> [TASK DATA]
---+---

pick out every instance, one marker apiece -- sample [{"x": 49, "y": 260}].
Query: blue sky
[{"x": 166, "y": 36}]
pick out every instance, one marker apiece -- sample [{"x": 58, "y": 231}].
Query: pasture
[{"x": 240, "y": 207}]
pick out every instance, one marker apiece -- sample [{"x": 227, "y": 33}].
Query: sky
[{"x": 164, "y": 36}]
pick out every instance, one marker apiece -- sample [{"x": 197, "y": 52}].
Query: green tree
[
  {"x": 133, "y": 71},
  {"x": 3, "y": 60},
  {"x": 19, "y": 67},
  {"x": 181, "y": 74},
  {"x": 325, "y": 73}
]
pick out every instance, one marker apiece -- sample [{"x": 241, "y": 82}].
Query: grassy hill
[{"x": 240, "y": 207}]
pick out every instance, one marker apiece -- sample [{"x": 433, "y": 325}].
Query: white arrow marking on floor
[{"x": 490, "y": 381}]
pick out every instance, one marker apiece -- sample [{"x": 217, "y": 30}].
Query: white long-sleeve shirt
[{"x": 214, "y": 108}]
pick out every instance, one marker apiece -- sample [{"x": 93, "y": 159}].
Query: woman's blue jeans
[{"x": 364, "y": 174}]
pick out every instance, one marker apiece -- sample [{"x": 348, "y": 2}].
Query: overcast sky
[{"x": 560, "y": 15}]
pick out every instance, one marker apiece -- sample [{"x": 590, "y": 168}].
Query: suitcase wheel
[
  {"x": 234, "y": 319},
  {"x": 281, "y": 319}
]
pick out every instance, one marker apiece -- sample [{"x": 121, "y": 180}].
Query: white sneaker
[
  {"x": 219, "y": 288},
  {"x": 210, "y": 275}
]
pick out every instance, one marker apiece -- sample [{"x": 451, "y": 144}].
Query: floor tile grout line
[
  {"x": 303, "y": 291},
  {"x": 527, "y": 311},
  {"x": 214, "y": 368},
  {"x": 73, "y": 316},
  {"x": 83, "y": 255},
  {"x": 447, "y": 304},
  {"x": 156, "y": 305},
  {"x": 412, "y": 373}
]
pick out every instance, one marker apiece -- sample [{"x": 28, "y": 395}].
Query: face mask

---+---

> [AIM OF THE TASK] Your answer must be the complete listing, retyped exactly.

> [OUTPUT BELOW]
pick out every instance, one marker apiece -- sample [{"x": 49, "y": 260}].
Query: blue sky
[{"x": 166, "y": 36}]
pick out every instance, one marker apiece -- sample [{"x": 58, "y": 231}].
Query: pasture
[{"x": 240, "y": 207}]
pick out every instance, one marker apiece -- sample [{"x": 227, "y": 33}].
Query: sky
[{"x": 164, "y": 36}]
pick out every instance, one marker apiece -- sample [{"x": 197, "y": 52}].
Query: green tree
[
  {"x": 133, "y": 71},
  {"x": 3, "y": 60},
  {"x": 19, "y": 67},
  {"x": 181, "y": 74},
  {"x": 325, "y": 73}
]
pick out every instance, one marker apiece -- sample [{"x": 241, "y": 82}].
Query: grassy hill
[{"x": 240, "y": 207}]
pick out every instance, one marker apiece -- sample [{"x": 433, "y": 325}].
Query: white arrow marking on floor
[{"x": 490, "y": 381}]
pick out every instance, one marker apiece -- sample [{"x": 217, "y": 30}].
Query: white long-sleeve shirt
[{"x": 214, "y": 108}]
pick out every instance, one marker apiece -- sample [{"x": 93, "y": 159}].
Query: woman's blue jeans
[{"x": 364, "y": 174}]
pick out every instance, one marker apiece -- sample [{"x": 348, "y": 2}].
Query: overcast sky
[{"x": 560, "y": 15}]
pick out every instance, one marker apiece -- sample [{"x": 590, "y": 168}].
Query: suitcase wheel
[
  {"x": 234, "y": 319},
  {"x": 281, "y": 319}
]
pick out every instance, one marker apiece -- sample [{"x": 121, "y": 180}].
Query: white sneaker
[
  {"x": 219, "y": 288},
  {"x": 210, "y": 275}
]
pick out every instance, one marker apiece -- sample [{"x": 451, "y": 144}].
Query: floor tile grout line
[
  {"x": 303, "y": 291},
  {"x": 527, "y": 311},
  {"x": 214, "y": 368},
  {"x": 73, "y": 316},
  {"x": 83, "y": 255},
  {"x": 447, "y": 304},
  {"x": 156, "y": 305},
  {"x": 412, "y": 373}
]
pick out every instance, one marker apiece -- sample [{"x": 28, "y": 395}].
Query: face mask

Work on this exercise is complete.